From the data below, set down exactly the lines between the one holding "Target: blonde hair" and the one holding "of the grass", inclusive, and no others.

--- Data shown ---

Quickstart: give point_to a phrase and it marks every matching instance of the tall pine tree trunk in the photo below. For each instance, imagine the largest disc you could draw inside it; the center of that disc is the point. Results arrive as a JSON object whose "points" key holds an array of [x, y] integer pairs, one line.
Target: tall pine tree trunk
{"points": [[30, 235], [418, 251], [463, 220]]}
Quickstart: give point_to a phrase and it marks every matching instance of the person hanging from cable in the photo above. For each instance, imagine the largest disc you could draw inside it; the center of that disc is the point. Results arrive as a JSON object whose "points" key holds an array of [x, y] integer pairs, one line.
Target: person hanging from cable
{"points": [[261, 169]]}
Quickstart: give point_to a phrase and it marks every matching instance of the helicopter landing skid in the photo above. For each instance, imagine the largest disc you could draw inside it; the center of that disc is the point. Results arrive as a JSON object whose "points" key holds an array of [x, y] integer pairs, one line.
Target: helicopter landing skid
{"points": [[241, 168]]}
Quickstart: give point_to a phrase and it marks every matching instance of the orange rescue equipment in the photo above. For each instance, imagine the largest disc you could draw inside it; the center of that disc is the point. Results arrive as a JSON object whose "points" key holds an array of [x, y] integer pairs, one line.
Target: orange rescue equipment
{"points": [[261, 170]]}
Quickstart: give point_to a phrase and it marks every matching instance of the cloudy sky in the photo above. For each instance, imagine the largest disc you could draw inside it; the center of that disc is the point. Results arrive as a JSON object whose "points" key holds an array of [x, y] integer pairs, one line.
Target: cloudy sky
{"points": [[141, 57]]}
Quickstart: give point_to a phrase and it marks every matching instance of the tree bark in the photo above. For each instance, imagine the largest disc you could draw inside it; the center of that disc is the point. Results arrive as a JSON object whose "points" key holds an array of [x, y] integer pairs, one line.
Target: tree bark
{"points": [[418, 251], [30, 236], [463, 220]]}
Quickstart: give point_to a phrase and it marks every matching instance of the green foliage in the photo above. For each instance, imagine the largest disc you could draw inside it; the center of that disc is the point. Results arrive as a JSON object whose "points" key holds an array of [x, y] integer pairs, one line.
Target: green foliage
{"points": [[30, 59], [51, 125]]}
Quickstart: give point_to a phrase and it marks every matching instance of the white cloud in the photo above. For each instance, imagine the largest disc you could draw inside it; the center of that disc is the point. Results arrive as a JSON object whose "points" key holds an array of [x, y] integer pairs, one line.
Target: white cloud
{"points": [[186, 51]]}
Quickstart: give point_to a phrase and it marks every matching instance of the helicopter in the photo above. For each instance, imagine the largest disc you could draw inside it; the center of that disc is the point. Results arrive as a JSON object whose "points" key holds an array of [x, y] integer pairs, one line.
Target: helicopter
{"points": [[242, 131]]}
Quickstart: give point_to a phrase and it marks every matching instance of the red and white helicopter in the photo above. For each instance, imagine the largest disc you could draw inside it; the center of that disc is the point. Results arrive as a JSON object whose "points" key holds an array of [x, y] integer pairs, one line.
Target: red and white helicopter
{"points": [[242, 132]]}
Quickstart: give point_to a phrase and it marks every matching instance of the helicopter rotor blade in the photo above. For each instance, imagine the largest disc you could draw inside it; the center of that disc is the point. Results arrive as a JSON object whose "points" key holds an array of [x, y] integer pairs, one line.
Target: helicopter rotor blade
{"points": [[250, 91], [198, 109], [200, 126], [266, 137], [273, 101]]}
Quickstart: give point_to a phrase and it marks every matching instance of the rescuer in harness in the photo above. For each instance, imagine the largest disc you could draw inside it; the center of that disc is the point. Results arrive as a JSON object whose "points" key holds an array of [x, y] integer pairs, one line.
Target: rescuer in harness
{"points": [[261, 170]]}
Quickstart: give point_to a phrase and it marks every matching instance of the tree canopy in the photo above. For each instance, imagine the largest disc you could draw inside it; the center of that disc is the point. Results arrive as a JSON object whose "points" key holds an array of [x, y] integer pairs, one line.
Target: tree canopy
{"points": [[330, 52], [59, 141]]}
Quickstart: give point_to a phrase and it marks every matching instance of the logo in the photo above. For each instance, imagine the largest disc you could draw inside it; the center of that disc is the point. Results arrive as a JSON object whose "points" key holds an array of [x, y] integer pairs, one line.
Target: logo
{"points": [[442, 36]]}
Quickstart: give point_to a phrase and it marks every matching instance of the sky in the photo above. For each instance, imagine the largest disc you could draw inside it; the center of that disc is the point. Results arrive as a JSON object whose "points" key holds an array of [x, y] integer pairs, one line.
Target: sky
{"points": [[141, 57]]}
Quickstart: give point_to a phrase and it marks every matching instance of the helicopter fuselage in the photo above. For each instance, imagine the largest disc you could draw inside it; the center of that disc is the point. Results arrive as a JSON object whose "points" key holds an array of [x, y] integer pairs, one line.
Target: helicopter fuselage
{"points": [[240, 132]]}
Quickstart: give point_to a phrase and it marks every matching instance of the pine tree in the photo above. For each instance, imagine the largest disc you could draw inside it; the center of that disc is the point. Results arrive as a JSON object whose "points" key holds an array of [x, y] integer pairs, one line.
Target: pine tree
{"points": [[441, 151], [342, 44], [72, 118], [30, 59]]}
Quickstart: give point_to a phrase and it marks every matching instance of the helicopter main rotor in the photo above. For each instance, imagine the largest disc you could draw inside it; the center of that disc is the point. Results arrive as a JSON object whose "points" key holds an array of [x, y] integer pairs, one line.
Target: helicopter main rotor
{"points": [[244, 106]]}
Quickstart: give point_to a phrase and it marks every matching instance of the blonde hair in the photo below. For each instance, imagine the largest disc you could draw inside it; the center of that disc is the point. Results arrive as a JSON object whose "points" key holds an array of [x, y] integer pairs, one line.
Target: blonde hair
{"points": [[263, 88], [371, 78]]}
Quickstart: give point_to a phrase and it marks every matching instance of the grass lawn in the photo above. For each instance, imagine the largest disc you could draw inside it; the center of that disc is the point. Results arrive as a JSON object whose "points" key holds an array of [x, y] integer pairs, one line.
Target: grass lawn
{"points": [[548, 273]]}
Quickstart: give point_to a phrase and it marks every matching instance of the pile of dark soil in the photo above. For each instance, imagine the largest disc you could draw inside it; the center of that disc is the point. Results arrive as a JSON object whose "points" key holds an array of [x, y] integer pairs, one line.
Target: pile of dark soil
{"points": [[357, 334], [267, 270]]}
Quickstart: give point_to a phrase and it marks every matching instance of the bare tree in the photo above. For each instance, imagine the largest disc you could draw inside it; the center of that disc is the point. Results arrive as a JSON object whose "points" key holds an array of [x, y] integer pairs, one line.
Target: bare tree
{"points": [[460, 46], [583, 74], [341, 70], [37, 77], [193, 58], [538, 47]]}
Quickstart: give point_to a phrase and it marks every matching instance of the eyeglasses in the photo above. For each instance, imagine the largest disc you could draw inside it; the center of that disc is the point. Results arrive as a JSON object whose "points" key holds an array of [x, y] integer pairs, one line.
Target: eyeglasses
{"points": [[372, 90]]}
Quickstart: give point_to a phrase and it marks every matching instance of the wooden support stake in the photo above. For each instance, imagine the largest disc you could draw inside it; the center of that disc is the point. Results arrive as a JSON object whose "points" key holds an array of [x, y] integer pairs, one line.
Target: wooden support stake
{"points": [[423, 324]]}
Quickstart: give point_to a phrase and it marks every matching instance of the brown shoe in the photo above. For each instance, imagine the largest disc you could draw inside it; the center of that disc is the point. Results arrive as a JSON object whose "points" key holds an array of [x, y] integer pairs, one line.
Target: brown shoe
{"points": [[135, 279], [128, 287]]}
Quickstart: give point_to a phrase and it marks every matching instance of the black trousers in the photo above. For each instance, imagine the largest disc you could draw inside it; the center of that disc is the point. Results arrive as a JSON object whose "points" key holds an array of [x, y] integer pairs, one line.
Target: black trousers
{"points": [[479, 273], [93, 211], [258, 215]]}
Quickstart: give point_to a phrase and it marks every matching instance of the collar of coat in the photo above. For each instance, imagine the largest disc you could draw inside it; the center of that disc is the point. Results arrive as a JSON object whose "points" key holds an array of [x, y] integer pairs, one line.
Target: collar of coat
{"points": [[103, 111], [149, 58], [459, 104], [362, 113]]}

---

-- Response box --
Target: blonde hair
{"points": [[263, 88], [371, 78]]}
Quickstart: give point_to a phrase and it marks every matching instance of the grass lawn in the photo above. For each instance, imagine the largest disc you could draw inside it; the center of that disc is the point. Results arrive as a JSON object whose "points" key holds an array of [x, y] integer pairs, one line.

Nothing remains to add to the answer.